§ Requirement
Each entry must be reproduced precisely as it stands.

═════ Data shown ═════

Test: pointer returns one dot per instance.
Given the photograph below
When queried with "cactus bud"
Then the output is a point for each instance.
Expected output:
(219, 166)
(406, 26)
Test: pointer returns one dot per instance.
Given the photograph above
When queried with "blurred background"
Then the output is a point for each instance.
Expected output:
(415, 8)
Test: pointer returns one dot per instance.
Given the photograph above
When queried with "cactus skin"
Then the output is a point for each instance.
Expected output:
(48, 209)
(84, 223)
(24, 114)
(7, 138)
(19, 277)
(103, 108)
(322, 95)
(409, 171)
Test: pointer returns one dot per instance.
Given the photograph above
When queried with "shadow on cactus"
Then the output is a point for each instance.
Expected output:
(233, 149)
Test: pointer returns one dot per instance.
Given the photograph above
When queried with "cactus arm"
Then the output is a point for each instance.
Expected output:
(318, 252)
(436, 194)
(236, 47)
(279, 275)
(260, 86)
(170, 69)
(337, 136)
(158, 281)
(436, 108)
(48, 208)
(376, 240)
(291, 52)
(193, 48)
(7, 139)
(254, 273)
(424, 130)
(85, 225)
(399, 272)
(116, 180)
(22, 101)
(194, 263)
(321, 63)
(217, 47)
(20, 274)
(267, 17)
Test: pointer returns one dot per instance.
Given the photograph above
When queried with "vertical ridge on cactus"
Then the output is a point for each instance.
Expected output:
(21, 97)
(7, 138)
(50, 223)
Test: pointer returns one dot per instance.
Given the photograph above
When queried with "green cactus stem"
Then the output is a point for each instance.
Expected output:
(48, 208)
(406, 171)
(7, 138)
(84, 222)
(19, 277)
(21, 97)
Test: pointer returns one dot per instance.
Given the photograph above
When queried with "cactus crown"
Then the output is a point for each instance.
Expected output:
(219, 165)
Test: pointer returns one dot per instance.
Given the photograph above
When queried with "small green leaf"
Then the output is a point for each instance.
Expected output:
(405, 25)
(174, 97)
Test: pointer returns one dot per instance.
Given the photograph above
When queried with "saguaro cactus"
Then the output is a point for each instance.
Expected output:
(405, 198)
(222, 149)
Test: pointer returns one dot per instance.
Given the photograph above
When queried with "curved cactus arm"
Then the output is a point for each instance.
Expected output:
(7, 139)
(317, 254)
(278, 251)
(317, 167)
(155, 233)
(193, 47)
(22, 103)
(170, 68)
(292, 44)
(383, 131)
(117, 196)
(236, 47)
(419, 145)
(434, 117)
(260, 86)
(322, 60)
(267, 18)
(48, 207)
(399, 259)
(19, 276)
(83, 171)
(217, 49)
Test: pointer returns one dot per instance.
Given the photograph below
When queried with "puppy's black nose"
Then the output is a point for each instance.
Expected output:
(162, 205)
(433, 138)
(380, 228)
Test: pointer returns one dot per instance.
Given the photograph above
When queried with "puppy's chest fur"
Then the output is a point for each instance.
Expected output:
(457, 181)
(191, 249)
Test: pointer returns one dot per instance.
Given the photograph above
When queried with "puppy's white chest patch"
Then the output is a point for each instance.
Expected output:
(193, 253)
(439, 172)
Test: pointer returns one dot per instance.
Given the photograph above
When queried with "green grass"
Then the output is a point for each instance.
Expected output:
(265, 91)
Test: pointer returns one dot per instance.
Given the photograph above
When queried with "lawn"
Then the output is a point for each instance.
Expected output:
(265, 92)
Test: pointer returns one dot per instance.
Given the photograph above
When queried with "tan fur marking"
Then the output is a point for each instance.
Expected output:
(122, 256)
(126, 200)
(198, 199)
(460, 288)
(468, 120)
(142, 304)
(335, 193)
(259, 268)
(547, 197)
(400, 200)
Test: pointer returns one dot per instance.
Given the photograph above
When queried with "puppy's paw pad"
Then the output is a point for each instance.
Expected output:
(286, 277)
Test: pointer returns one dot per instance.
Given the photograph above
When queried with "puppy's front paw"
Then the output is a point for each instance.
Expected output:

═════

§ Answer
Test: pointer returns one dot per instance.
Given the photograph below
When queried with "cactus bud"
Then the output is a point for each instance.
Expected output:
(219, 166)
(406, 26)
Test: pointer returns one dot per instance.
Given the photograph above
When queried with "blurred background"
Then the output is a point for each instance.
Expected output:
(415, 8)
Test: pointer returns one dot per instance.
Given the photograph above
When queried with "cactus skin"
Then the output is a point for each instance.
Expected output:
(48, 209)
(84, 223)
(24, 114)
(7, 138)
(19, 277)
(103, 108)
(322, 95)
(409, 171)
Test: pointer returns one dot per instance.
Given the photograph above
When queried with "shadow on cactus"
Then the output is a point for each instance.
Expected output:
(233, 149)
Test: pointer returns one dot per instance.
Given the photograph above
When queried with "cactus arm"
Then the output is a point for each instance.
Expected output:
(318, 252)
(436, 194)
(236, 47)
(279, 275)
(260, 86)
(170, 69)
(337, 136)
(158, 281)
(436, 108)
(48, 208)
(376, 240)
(291, 52)
(193, 48)
(7, 139)
(254, 273)
(424, 130)
(85, 225)
(399, 272)
(116, 180)
(22, 101)
(194, 263)
(321, 63)
(217, 47)
(20, 274)
(267, 17)
Test: pointer returns one dot per instance.
Given the photograph above
When queried with "vertical ridge on cactus"
Then the output is a point for each instance.
Expected output:
(21, 97)
(7, 138)
(50, 223)
Test: pointer returns one dot per instance.
Given the photograph above
When queried with "green cactus stem"
Then the output is a point for each instance.
Expected output:
(48, 208)
(406, 171)
(7, 138)
(84, 222)
(19, 277)
(21, 97)
Test: pointer returns one dot per instance.
Given the photograph above
When queried with "cactus crown"
Then the output is a point for each instance.
Expected output:
(219, 165)
Test: pointer returns one dot per instance.
Given the photograph above
When queried with "small green leaf"
Then the output is a point for each instance.
Expected output:
(405, 25)
(174, 97)
Test: pointer returns one dot per instance.
Given the photograph above
When queried with "saguaro cactus"
Then the output is a point for each instance.
Expected output:
(405, 198)
(222, 149)
Test: pointer returns one dot per instance.
Given the photograph above
When queried with "curved cactus arm"
Then the output is a point for each instance.
Expected output:
(7, 139)
(317, 254)
(278, 251)
(317, 167)
(155, 233)
(193, 47)
(22, 103)
(170, 68)
(292, 44)
(383, 131)
(117, 196)
(236, 47)
(419, 145)
(434, 117)
(260, 86)
(322, 60)
(267, 18)
(48, 207)
(399, 259)
(19, 276)
(83, 171)
(217, 49)
Test: pointer returns one dot per instance.
Given the photograph below
When queried with "puppy's black nose"
Then the output is a point for each instance.
Expected output:
(162, 205)
(433, 138)
(380, 228)
Test: pointer returns one dot per instance.
Given the photograph above
When queried with "puppy's chest fur"
Then the output is a point for each instance.
Expected output:
(457, 181)
(191, 249)
Test: pointer returns one dot per instance.
Given the photograph above
When queried with "puppy's white chest patch"
Then the output is a point for each instance.
Expected output:
(193, 253)
(439, 172)
Test: pointer returns one dot per instance.
Given the photograph above
When queried with "green grass"
Then the output is a point for each instance.
Expected output:
(265, 91)
Test: pointer returns one dot per instance.
Given the photograph above
When queried with "lawn"
Then the output is a point for each instance.
Expected output:
(265, 92)
Test: pointer returns one dot per instance.
Given the photograph above
When queried with "tan fur marking"
Then the output is a point for each instance.
Expected output:
(122, 256)
(126, 200)
(198, 199)
(460, 288)
(468, 120)
(142, 304)
(335, 193)
(259, 268)
(547, 197)
(400, 200)
Test: pointer returns one dot per instance.
Given the photograph above
When queried with "puppy's paw pad"
Then the output is a point for each instance.
Expected output:
(286, 277)
Test: pointer returns one dot per instance.
Given the photograph above
When queried with "puppy's front paw"
Then the output is a point for each instance.
Expected output:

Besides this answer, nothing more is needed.